> EXERCISE SET:
1. In the interview excerpt about the album's track order, which two songs about human experience follow Zibuyile?
2. Continue the interview excerpt about the album's track order from its last line.

> PASSAGE PROVIDED:
___
Zibuyile is kind of reinforcing this idea of holiness and what the lyrics say is that, the gods have returned or that the eternal ones have returned and it goes straight from that to then songs about my human experience, You Think I’m Horny, Tavern Kween and then it goes into something deeper as it descends. It goes deeper and deeper from The Void, Uncle Kenny, Ntokozo, and Studies in Black Trauma, it goes even deeper again.
But then, I like to think that it lands in a place of hope – that was quite deliberate for me. I did want my listeners to go through the journey, my job as a person is to facilitate that experience because the music is supposed to be a healing experience. There is no way I can administer Iowa or leave you hanging. I feel as though I have to help you and guide the experience in a way that will heal you.
AD: We often hear about transparency. What does the word transparency mean to you?
___
> SOURCE INFORMATION:

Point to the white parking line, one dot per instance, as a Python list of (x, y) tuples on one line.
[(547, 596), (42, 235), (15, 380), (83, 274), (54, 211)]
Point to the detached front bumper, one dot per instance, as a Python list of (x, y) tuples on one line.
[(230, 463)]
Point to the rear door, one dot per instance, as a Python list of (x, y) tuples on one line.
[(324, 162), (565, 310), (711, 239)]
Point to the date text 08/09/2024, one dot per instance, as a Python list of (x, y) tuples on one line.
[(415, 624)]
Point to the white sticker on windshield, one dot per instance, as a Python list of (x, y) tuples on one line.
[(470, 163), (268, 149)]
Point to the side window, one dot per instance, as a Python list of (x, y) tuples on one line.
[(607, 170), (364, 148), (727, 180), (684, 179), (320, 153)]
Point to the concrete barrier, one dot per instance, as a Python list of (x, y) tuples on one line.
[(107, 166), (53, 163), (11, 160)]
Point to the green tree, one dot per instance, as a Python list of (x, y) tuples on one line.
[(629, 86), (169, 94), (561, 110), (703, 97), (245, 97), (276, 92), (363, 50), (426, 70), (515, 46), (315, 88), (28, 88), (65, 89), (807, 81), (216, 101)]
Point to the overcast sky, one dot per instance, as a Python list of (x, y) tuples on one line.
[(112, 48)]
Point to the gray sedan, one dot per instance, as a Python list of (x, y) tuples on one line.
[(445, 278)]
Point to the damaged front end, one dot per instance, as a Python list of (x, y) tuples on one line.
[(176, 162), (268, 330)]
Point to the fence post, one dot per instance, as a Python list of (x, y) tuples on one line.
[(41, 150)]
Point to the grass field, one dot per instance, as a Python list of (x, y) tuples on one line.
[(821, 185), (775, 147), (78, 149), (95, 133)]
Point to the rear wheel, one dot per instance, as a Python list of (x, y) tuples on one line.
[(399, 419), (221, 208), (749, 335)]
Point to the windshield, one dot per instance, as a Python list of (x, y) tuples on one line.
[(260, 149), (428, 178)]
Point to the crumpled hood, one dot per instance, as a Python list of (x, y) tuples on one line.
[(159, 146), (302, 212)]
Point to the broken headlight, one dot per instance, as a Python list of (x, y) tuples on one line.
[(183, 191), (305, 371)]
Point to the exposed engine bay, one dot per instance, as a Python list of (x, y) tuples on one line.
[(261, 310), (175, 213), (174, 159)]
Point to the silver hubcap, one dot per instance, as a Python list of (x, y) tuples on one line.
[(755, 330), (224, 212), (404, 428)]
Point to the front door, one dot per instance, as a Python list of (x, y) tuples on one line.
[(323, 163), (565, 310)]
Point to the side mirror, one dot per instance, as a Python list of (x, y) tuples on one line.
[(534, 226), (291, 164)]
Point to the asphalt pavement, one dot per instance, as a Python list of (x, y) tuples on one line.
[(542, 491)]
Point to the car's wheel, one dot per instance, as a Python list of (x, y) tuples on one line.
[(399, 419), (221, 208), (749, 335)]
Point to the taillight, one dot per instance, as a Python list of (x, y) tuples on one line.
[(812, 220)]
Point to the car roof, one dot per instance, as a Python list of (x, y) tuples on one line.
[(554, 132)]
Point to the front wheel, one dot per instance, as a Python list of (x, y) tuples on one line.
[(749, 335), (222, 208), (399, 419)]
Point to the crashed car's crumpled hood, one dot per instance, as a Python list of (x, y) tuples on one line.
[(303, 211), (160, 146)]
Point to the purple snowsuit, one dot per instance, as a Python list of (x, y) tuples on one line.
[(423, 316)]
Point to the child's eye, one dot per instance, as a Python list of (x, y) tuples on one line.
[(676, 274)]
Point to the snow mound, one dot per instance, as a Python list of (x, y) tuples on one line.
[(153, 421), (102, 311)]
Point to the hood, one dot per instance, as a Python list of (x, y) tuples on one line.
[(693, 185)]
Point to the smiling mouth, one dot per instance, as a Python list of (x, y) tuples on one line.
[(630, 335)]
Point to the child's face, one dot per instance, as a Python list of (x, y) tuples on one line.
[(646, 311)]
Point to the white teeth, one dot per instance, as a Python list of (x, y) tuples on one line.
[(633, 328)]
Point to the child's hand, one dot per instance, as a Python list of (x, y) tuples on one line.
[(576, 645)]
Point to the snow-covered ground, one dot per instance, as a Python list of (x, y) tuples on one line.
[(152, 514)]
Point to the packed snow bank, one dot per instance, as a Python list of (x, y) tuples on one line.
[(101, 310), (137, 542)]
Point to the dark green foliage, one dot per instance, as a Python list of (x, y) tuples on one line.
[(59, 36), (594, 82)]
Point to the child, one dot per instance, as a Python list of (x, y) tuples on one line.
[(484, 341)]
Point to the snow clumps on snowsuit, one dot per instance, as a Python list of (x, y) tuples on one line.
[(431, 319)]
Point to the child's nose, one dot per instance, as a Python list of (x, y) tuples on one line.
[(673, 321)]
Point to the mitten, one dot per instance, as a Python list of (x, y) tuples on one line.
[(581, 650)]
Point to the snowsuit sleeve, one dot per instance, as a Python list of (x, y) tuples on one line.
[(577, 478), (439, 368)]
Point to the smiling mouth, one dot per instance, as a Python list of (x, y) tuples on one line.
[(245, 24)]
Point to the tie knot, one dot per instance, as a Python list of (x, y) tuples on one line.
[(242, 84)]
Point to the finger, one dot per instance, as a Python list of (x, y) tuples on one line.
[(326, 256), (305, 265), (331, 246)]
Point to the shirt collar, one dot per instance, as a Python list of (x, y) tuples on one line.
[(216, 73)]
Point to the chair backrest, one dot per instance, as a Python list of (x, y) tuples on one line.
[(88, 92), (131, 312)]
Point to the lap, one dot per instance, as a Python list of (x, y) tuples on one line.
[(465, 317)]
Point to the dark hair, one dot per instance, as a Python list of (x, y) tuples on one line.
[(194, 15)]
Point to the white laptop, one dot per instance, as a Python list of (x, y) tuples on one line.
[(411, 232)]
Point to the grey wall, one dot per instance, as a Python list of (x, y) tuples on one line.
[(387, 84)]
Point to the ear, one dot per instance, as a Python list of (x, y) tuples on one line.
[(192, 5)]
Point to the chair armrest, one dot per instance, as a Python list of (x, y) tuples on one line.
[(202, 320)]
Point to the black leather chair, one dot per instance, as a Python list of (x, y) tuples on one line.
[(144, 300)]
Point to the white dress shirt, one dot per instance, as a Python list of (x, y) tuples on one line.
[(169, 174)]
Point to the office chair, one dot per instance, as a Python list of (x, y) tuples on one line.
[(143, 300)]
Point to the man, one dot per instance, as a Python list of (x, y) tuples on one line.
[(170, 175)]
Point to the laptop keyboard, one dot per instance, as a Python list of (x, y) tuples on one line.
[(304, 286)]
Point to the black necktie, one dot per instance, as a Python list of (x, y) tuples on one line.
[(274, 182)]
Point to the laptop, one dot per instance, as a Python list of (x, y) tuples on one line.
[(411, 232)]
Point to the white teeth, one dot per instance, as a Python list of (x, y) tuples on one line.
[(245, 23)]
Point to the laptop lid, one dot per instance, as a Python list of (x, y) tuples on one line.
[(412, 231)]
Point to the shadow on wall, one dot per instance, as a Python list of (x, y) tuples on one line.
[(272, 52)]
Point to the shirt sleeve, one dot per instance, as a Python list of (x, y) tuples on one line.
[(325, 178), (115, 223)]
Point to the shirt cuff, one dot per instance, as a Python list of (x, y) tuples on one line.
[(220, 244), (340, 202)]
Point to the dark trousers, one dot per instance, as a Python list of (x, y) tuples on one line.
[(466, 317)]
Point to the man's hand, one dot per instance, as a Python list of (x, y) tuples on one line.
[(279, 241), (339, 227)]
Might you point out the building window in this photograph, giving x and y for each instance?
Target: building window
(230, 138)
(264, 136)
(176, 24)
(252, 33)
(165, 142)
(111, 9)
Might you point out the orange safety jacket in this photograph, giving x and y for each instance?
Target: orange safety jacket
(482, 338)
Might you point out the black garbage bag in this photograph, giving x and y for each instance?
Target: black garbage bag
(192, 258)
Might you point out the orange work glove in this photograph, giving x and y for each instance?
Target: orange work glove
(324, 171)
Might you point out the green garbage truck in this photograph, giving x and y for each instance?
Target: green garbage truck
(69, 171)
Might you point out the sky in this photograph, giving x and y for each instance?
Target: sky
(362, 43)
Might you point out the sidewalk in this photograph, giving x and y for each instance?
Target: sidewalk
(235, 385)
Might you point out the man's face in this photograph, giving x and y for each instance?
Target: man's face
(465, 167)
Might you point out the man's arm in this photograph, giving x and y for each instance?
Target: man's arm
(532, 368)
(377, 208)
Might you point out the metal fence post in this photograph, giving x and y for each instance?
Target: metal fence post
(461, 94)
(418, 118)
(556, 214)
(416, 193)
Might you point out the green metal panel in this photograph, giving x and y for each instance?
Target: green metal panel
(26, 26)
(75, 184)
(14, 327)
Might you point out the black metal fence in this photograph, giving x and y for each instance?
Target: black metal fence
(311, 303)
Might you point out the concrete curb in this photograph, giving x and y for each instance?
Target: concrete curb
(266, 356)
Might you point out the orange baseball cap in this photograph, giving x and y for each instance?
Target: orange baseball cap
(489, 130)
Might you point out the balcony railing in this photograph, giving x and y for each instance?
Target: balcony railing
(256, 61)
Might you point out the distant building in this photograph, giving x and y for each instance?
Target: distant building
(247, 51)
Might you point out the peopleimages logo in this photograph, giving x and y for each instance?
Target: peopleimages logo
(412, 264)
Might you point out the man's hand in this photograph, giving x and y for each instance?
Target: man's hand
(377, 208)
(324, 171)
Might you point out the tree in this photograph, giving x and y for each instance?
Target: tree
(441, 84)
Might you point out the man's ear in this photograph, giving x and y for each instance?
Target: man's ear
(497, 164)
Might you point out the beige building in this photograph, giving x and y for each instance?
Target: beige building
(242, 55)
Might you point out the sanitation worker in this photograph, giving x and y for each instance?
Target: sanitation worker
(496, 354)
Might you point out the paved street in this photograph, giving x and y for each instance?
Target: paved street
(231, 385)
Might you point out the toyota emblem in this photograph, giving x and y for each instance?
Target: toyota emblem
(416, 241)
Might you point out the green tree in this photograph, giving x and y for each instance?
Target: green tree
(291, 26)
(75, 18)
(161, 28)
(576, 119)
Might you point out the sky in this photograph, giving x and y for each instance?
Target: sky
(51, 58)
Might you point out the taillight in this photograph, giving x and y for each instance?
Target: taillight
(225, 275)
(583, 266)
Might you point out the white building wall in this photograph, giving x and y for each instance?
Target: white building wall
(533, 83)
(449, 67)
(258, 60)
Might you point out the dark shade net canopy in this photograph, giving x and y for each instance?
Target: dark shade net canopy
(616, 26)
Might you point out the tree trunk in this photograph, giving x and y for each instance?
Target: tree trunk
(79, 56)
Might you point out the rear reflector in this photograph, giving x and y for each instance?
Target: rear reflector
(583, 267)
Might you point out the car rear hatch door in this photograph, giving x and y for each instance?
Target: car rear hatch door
___
> ANSWERS PROVIDED:
1. You Think I'm Horny and Tavern Kween.

2.
DM: I think transparency is relative. For many people, transparency could be perhaps on an organisational level. For example, is the paperwork easy to read and understand for everybody? Is everyone upfront about certain things? But for myself, transparency as a Black African healer is about thinking maybe I should interrogate how I present myself to the world. Not just sensor myself but also sensor the lineage and the heritage of my bloodline and all the people that I channel in this work. As a fact, not as an afterthought but as the essence of my identity. I think for me, being transparent is about the nature of my identity and myself which is quite liberating and I hope it’s liberating for other people with similar experiences too.
AD: What does an average day look like for you at the moment? How do you chill out?
DM: Well currently, I’m working on new work so an average day is just working. I split my time between my practice and my creative work. In the day I do consultations, divinations for people, I do readings and after midday that’s usually when I have my first meal and then I go into my creative work at large and I do that until late. How do I chill? I chill and do nothing. I wouldn’t say I’m an overthinker but I enjoy just thinking and just thinking about lots of different things. In my thinking, that’s when I also get my different ideas.
AD: Can you tell me a bit about your current endeavour with Gwazamambuka?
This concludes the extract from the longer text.